Consigne:
Résumez plus brièvement le paragraphe du passage qui commence par « Suite à cet épisode », en gardant ses faits principaux.

Passage:
⁂
Dos au mur, le couple réclame alors à Sunac les 20 000 yuans qu’il leur avait promis lors de la signature du contrat d’achat de l’appartement. Mais le promoteur fait la sourde oreille. Le 15 novembre, le couple se décide à participer à un événement organisé par Sunac pour réclamer une nouvelle fois leur dû. En guise de réponse, Liang Liang est battu par les agents de sécurité et Li Jun, qui filmait la scène, voit son téléphone arraché…
Suite à cet épisode, ils ne donnèrent plus aucune nouvelle à leurs 400 000 abonnés jusqu’au 1er décembre. Peu après, Li Jun publia une vidéo d’elle mettant du scotch sur la bouche de son mari, dénonçant les pressions exercées sur eux… Les vidéos suivantes ont été censurées. Inquiets pour leur propre sécurité, les deux jeunes ont annoncé leur intention de quitter leur travail à Zhengzhou et de retourner dans le « laojia » (ville natale) de Liang Liang.
⁂
Données fournies:

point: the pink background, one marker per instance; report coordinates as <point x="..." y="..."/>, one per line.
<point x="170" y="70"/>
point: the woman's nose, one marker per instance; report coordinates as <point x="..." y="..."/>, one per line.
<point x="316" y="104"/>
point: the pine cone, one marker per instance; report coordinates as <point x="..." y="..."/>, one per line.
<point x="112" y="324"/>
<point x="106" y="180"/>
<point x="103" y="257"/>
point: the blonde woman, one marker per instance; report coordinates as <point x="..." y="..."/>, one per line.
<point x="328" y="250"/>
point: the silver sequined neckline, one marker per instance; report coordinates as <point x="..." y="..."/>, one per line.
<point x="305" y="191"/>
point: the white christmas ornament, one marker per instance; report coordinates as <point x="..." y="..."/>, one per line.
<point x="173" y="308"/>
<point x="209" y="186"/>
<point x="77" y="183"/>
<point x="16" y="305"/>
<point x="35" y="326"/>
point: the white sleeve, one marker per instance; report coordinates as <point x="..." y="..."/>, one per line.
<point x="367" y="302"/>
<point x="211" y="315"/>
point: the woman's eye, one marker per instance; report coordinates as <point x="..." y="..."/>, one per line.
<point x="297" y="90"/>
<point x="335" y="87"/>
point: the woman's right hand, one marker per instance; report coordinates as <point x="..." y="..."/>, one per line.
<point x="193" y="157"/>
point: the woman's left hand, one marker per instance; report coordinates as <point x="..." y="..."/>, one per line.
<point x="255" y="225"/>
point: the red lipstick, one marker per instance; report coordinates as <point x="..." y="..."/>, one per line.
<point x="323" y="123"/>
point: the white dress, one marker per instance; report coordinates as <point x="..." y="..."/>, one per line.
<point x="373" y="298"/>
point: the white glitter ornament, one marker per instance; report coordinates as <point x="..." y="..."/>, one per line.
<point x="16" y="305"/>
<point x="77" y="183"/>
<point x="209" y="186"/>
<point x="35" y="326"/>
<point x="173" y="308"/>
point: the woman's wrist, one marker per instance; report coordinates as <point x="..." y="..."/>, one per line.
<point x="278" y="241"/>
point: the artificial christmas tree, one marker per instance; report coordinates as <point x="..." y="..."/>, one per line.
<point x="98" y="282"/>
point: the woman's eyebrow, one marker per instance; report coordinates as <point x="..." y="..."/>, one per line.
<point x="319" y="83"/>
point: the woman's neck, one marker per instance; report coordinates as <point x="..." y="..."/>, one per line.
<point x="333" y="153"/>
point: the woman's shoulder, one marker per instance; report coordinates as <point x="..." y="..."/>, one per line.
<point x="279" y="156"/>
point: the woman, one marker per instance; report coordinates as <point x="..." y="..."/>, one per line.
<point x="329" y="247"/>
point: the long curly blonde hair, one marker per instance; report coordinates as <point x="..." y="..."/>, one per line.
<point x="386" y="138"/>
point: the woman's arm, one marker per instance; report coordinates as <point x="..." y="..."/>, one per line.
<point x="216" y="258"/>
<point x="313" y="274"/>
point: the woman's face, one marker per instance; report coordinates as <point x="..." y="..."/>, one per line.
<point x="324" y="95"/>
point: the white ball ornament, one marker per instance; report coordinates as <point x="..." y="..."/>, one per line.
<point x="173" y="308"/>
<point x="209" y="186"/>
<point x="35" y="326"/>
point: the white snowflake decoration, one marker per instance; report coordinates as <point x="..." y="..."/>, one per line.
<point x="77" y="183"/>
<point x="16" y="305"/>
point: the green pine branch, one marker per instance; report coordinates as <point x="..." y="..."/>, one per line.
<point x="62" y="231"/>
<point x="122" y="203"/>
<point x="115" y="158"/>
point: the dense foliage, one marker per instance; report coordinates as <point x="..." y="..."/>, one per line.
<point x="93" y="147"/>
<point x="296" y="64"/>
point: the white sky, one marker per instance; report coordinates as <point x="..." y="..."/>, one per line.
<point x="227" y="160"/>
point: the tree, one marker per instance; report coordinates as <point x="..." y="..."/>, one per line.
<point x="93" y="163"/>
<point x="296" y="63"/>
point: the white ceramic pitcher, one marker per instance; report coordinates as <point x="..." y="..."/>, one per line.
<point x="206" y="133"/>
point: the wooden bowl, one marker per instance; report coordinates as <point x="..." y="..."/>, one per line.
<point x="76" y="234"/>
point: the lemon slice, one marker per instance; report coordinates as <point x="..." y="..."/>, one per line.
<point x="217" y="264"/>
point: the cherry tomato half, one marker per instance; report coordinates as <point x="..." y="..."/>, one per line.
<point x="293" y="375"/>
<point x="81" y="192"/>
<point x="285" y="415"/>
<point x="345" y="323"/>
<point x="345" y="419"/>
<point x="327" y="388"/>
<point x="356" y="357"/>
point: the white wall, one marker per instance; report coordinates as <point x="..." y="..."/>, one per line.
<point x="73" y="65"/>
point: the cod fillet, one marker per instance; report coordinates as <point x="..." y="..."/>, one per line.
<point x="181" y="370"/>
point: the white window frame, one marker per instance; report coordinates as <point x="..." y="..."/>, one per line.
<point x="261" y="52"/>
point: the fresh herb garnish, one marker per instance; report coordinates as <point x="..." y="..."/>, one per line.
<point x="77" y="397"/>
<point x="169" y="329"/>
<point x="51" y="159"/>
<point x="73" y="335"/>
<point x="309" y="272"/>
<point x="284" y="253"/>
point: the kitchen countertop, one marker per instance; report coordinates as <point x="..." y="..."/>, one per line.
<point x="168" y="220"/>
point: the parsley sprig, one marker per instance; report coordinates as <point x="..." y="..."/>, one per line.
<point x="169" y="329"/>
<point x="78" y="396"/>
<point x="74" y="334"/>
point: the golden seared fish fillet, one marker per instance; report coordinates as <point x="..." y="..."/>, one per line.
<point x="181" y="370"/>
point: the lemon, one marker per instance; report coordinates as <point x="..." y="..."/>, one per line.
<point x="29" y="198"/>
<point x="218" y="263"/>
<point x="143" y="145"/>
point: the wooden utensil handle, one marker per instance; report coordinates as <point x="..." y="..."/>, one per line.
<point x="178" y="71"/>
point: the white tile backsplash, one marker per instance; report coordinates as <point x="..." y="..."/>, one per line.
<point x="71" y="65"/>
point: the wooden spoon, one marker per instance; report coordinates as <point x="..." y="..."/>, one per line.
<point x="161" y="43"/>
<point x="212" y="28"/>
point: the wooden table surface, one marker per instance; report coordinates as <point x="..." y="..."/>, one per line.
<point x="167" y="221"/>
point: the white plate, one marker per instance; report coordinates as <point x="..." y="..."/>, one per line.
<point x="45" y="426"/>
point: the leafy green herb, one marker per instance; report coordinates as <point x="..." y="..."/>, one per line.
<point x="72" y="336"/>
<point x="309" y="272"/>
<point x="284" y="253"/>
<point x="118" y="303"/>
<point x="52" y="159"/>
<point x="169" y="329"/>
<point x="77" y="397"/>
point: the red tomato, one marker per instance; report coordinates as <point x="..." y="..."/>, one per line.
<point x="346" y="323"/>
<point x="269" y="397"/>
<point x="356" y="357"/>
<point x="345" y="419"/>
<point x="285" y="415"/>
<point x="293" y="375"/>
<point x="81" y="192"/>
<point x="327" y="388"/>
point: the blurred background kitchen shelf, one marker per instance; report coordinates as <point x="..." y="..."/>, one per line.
⁂
Réponse:
Après cet épisode, le couple n'a plus donné de nouvelles à ses 400 000 abonnés jusqu'au 1er décembre. Li Jun a ensuite publié une vidéo où elle mettait du scotch sur la bouche de son mari pour dénoncer les pressions subies. Les vidéos suivantes ont été censurées. Craignant pour leur sécurité, les deux jeunes ont annoncé vouloir quitter leur travail à Zhengzhou et retourner dans la ville natale de Liang Liang.